-- Start of Extracted data --

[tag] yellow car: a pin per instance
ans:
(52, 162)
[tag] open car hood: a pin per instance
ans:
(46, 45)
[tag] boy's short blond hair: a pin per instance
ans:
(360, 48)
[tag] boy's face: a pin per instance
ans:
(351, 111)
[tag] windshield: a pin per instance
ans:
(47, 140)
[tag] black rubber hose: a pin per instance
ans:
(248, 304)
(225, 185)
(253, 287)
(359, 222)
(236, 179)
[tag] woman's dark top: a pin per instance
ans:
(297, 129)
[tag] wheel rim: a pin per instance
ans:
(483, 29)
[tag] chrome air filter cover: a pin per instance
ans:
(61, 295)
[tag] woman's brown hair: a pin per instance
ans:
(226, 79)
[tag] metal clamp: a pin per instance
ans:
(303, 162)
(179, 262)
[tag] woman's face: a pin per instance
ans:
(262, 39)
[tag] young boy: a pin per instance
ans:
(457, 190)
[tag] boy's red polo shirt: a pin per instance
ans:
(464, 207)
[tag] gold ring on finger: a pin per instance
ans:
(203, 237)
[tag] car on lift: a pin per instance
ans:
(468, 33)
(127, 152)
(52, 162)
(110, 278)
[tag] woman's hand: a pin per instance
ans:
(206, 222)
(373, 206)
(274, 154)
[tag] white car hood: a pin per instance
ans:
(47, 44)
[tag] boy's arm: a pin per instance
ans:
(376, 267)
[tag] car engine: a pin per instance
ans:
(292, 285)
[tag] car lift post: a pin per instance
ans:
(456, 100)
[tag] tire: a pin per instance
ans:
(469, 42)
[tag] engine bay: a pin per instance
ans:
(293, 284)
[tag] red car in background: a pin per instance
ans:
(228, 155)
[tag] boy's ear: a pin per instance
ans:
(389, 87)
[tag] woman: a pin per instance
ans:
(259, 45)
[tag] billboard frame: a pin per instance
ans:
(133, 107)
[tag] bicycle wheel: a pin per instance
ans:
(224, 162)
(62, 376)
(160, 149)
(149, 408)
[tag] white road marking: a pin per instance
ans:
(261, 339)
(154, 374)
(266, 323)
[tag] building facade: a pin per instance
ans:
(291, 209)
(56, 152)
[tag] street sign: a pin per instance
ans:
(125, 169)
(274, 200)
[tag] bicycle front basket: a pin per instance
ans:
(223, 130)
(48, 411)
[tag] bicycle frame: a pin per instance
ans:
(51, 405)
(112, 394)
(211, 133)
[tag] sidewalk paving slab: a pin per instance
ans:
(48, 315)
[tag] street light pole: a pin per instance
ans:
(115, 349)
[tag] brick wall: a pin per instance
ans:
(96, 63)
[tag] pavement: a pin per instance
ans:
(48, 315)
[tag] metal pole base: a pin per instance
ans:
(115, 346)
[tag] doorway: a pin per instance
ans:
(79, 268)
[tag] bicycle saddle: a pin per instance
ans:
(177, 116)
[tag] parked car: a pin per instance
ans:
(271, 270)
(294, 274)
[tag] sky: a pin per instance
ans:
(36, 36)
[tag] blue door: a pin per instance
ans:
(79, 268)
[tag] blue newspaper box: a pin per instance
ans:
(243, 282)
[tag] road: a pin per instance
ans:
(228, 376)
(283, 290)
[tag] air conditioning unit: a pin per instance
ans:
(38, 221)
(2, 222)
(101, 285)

-- End of Extracted data --

Update the rows above by replacing "a pin per instance" with "one point per instance" everywhere it occurs, and leave everything else unchanged.

[tag] yellow car: one point per instance
ans:
(52, 162)
[tag] open car hood: one point per instance
ans:
(46, 45)
[tag] boy's short blond hair: one point per instance
ans:
(360, 48)
[tag] boy's face: one point per instance
ans:
(351, 111)
[tag] windshield: one point per instance
ans:
(47, 140)
[tag] black rubber hose: one point per instance
ans:
(248, 304)
(225, 185)
(253, 287)
(359, 222)
(236, 179)
[tag] woman's dark top: one point per instance
ans:
(297, 129)
[tag] wheel rim: one point per instance
ans:
(483, 29)
[tag] chrome air filter cover: one point per instance
ans:
(61, 295)
[tag] woman's brown hair: one point per instance
ans:
(226, 79)
[tag] metal clamp: one point per instance
ans:
(303, 162)
(179, 262)
[tag] woman's face: one point per instance
ans:
(262, 39)
[tag] young boy: one point per instance
ans:
(457, 190)
[tag] boy's red polo shirt: one point per instance
ans:
(464, 207)
[tag] gold ring on finger: one point per instance
ans:
(203, 237)
[tag] car on lift: one point per instance
ans:
(468, 33)
(127, 152)
(52, 162)
(110, 278)
[tag] woman's hand: one point per instance
ans:
(206, 222)
(373, 206)
(274, 154)
[tag] white car hood: one point per instance
ans:
(47, 44)
[tag] boy's arm: one point per instance
ans:
(376, 267)
[tag] car engine: one point per instance
ans:
(292, 285)
[tag] car lift post: one point per instance
ans:
(456, 100)
[tag] tire: one point per instance
ans:
(469, 42)
[tag] engine bay: one point per instance
ans:
(293, 284)
[tag] red car in background: one point per instance
ans:
(228, 155)
[tag] boy's ear: one point per instance
ans:
(389, 87)
[tag] woman: one point per instance
ans:
(259, 45)
[tag] billboard frame: one point per instance
ans:
(133, 107)
[tag] bicycle wheel: one point per instance
ans:
(224, 162)
(62, 376)
(160, 149)
(149, 408)
[tag] white road marking: one point per instance
ans:
(261, 339)
(154, 374)
(266, 323)
[tag] building facade: one point per instance
ans:
(291, 209)
(56, 152)
[tag] street sign: one point per instance
ans:
(125, 169)
(274, 200)
[tag] bicycle front basket: one point per instance
ans:
(223, 130)
(48, 411)
[tag] bicycle frame: one point per instance
ans:
(51, 405)
(112, 394)
(211, 133)
[tag] sidewalk paving slab: one point per instance
ans:
(48, 315)
[tag] street light pole: one point per instance
ans:
(115, 349)
[tag] brick wall: one point per instance
ans:
(96, 63)
[tag] pavement: one point per instance
ans:
(48, 315)
[tag] metal pole base: one point per instance
ans:
(115, 346)
[tag] doorway: one point per instance
ans:
(79, 268)
[tag] bicycle saddle: one point per instance
ans:
(177, 116)
[tag] parked car: one point per instance
ans:
(271, 270)
(294, 274)
[tag] sky: one point per instance
ans:
(36, 36)
[tag] blue door: one point per instance
ans:
(79, 268)
[tag] blue newspaper box: one point per instance
ans:
(243, 282)
[tag] road: one point per instance
ans:
(228, 376)
(283, 290)
[tag] air conditioning unit: one point per instance
ans:
(38, 221)
(2, 222)
(101, 285)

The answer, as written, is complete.